EXCERPTED PASSAGE
=== Section Start ===

New ROC are here (PDF).
thanks! BWA still looking good.
That is the new algorithm released today. The original BWA falls short for single-end. I am still worrying that I have not used gem properly for paired-end.
Sorry for being dumb, but where is the mapper ROC page?
http://lh3lh3.users.sourceforge.net/alnROC.shtml
Thanks brentp!!
Hi lh3, can you add the parameters used for each tool and a description of your inputs (and how you generated them)? This would help a great deal with reproducing your tests.
One comment to segemehl: was the -H option set to 0? (-H, --hitstrategy report only best scoring hits (=1) or all (=0) (default:1))
What about adding STAR?
Well, there are just so many mappers. I am sure if you go through the 40-ish papers, you will find more mappers that are claimed to find all k-mismatch/k-difference hits. It is hard to cover them all. My initial goal is to focus on the most popular mappers. Gem is actually not very popular right now, but I think it has a great potential.
You mention that segemehl has "several" practical concerns with most of its functionality covered by other mappers. Can you please go into some more detail?
EDIT: in short, segemehl: 1) requires too much memory; 2) is very inconvenient to run if we separate the genome for a smaller memory footprint; 3) does not output the best alignment with a proper mapping quality, which is required by many variant callers.
The huge memory footprint of segemehl is actually the main drawback (that's not new). But most collaborators I work with have machines with more than 50 GB of main memory. Actually, I think that main memory is no longer a problem nowadays. At least for big institutes. Nevertheless, you are completely right. The needed memory is huge and segemehl is not a good choice to run on your personal computer. When reading your practical concerns (splitting the genome to chromosomes), I'm absolutely with you. Don't use segemehl like that... you WILL go nuts.

=== Section End ===

[Recorded data]
=== Section Start ===

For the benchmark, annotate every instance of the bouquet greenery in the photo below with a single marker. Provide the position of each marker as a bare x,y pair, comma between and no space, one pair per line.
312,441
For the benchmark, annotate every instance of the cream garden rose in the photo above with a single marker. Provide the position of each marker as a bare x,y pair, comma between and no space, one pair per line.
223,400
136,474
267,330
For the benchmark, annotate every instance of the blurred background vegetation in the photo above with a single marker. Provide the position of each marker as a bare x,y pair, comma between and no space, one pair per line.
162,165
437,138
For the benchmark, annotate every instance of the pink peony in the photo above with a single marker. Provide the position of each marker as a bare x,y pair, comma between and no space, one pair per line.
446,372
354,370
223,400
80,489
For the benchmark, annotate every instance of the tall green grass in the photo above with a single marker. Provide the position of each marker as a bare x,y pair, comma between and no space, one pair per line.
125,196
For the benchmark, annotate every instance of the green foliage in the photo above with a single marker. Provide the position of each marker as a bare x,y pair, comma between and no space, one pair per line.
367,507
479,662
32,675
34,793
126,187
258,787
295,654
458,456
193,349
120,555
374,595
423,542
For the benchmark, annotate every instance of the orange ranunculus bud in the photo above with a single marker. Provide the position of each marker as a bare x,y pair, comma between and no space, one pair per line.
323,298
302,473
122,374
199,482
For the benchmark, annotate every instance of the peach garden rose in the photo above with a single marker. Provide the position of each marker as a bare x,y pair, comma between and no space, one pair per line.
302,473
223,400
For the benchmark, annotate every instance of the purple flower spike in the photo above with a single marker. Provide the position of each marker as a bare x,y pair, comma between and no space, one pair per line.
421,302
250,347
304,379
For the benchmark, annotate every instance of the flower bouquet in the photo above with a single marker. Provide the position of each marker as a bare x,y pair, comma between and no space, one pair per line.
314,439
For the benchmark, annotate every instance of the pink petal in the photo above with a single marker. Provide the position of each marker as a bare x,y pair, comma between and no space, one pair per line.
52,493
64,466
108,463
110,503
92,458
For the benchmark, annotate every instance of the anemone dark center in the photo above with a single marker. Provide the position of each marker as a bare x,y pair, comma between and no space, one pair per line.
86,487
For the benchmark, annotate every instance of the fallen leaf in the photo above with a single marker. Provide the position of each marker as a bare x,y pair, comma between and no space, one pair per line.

=== Section End ===

WHAT YOU NEED TO DO
• A. Return the part of the mapper discussion starting with "Sorry for being" and going on through "about adding STAR?".
• B. In the mapper discussion, how much main memory do most of the collaborators' machines have?
None of the recorded data is needed.

ANSWER SET
• A.
Sorry for being dumb, but where is the mapper ROC page?
http://lh3lh3.users.sourceforge.net/alnROC.shtml
Thanks brentp!!
Hi lh3, can you add the parameters used for each tool and a description of your inputs (and how you generated them)? This would help a great deal with reproducing your tests.
One comment to segemehl: was the -H option set to 0? (-H, --hitstrategy report only best scoring hits (=1) or all (=0) (default:1))
What about adding STAR?

• B. More than 50 GB.